- _ACTIVITIES_:
1 - Reproduce word for word part of the passage about the lost blog post, beginning at the words "Then sickness descended" and stopping after "a common cold.".
2 - Translate this sentence from the passage about the lost blog post into Spanish: "Rather than see if my expensive laptop could fly, I walked away."

Much as I love amusing with my musings, it was put in the too hard basket three weeks ago. I did almost finish a blog, but then somehow hit this small innocuous label-less circle on the toolbar on the side and deleted the hours of work I’d just done. My computer laughed at my attempts to control z and giggled when I tried to restore previous versions, the only options being the first rough draft from two days earlier. Rather than see if my expensive laptop could fly, I walked away.

Then sickness descended on our house like the plague. First one child then the next fell with a brilliantly timed week long incubation period which handily skipped the weekend so that I had sick children home during the week two weeks in a row. When I succumbed the following week with the same symptoms, I naturally assumed it was ebola. I know I haven’t travelled overseas since 2012 and Canada, like Australia, doesn’t actually have any outbreaks, but I maintain that the temperature, chills and overall feeling of death more closely resembled that than a common cold.

- _RECORDED INFORMATION_:
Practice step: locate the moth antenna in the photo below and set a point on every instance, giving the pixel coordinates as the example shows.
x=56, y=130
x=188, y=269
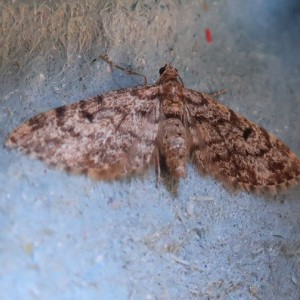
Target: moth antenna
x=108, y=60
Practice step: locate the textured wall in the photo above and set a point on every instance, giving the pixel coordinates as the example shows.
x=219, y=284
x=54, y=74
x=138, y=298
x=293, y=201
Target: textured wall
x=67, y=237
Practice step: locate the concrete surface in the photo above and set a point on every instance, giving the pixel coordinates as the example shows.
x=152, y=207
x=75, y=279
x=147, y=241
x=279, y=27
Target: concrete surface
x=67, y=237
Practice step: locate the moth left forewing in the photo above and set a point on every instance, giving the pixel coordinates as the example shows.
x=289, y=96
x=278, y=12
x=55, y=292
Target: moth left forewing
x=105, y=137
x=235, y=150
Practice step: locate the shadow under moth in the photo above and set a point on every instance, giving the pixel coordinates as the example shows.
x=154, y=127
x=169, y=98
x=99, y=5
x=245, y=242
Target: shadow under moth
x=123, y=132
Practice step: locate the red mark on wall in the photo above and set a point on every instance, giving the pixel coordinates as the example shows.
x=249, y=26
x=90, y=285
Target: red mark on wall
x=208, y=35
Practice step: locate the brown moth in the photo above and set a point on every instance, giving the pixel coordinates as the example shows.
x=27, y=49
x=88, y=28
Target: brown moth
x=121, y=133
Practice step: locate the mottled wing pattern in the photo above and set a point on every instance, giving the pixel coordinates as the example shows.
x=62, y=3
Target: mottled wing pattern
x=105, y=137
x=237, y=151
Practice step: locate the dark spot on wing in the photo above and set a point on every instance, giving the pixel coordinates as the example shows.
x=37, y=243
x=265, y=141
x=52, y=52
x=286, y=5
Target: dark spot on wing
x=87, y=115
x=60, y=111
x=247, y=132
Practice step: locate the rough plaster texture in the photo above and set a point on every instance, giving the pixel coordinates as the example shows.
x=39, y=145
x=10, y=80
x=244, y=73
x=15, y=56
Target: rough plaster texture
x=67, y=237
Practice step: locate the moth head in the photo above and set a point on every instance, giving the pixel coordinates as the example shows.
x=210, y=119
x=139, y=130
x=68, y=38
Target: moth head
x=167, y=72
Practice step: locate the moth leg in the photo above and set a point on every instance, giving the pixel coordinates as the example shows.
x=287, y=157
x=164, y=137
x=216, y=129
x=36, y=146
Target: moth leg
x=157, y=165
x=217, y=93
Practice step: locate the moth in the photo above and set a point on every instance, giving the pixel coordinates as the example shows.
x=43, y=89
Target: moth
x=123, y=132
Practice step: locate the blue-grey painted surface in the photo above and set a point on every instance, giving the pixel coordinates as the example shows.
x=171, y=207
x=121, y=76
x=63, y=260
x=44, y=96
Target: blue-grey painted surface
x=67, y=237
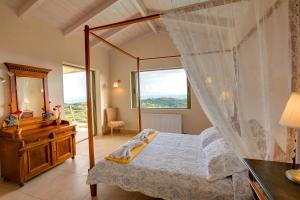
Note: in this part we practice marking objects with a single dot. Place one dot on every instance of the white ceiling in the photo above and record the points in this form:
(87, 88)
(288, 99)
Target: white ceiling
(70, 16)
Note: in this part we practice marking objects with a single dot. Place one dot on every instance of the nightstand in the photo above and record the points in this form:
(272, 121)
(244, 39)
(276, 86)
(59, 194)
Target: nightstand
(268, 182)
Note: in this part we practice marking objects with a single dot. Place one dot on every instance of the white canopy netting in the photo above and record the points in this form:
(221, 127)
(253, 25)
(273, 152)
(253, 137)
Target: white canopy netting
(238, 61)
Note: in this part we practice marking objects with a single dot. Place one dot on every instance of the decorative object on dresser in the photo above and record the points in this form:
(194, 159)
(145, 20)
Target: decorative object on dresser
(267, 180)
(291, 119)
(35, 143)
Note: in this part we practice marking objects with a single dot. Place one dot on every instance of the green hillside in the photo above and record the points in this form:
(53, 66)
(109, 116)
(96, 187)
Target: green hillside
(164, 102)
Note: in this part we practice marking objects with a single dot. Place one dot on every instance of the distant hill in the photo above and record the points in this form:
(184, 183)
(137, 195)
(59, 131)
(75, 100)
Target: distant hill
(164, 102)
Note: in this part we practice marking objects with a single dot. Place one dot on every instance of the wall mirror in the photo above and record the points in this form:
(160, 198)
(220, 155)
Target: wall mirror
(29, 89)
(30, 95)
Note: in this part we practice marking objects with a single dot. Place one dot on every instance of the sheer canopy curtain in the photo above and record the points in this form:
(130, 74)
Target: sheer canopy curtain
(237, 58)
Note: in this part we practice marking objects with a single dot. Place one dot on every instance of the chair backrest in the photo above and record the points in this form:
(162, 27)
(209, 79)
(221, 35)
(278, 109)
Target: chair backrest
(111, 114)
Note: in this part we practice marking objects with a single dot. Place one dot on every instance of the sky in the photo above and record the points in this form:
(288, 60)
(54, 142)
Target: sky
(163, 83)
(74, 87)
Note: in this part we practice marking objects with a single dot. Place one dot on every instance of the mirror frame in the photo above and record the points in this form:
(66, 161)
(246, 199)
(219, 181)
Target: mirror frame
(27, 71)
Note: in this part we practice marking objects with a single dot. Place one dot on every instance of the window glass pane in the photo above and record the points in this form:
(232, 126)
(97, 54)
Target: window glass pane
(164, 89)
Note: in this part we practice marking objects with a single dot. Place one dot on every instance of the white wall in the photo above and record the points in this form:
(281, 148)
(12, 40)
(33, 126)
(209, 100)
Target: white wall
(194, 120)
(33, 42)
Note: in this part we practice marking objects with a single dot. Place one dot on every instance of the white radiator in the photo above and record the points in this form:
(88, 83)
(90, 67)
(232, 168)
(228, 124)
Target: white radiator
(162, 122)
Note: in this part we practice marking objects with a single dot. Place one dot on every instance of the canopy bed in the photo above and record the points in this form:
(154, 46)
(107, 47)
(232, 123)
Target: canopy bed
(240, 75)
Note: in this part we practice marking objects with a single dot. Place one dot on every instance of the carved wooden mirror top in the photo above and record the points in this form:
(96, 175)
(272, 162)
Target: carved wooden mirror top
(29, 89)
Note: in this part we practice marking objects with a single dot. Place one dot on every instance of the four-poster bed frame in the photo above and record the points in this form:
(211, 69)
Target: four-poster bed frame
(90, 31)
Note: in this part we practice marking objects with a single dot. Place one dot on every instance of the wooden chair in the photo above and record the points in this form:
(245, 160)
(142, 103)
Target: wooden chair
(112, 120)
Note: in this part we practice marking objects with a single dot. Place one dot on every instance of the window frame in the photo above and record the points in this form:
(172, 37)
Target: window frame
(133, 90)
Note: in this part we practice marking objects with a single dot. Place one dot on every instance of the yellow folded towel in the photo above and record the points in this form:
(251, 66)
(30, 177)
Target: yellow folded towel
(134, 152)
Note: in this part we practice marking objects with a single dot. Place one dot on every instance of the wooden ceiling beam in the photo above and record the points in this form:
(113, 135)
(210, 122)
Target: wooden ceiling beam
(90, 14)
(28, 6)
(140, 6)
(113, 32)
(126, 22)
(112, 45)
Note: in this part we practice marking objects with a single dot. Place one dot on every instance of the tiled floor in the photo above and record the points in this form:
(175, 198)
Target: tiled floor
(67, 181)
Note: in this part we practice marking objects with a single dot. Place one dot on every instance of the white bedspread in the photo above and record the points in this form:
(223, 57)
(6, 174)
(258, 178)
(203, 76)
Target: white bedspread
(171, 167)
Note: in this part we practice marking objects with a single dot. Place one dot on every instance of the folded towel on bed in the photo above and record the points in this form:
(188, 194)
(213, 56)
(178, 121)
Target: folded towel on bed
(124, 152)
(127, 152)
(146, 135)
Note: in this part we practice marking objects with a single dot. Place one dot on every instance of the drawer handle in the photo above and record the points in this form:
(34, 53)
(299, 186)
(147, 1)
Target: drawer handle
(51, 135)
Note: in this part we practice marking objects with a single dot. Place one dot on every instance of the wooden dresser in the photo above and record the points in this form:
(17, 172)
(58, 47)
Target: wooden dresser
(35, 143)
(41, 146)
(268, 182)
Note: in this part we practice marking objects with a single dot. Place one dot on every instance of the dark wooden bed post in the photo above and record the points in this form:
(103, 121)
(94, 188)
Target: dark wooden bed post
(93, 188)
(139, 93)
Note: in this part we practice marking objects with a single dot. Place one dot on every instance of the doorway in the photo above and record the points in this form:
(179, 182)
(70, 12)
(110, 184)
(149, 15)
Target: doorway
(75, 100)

- _EXERCISE RESPONSES_:
1 -
Then sickness descended on our house like the plague. First one child then the next fell with a brilliantly timed week long incubation period which handily skipped the weekend so that I had sick children home during the week two weeks in a row. When I succumbed the following week with the same symptoms, I naturally assumed it was ebola. I know I haven’t travelled overseas since 2012 and Canada, like Australia, doesn’t actually have any outbreaks, but I maintain that the temperature, chills and overall feeling of death more closely resembled that than a common cold.

2 - En lugar de comprobar si mi costosa computadora portátil podía volar, me alejé.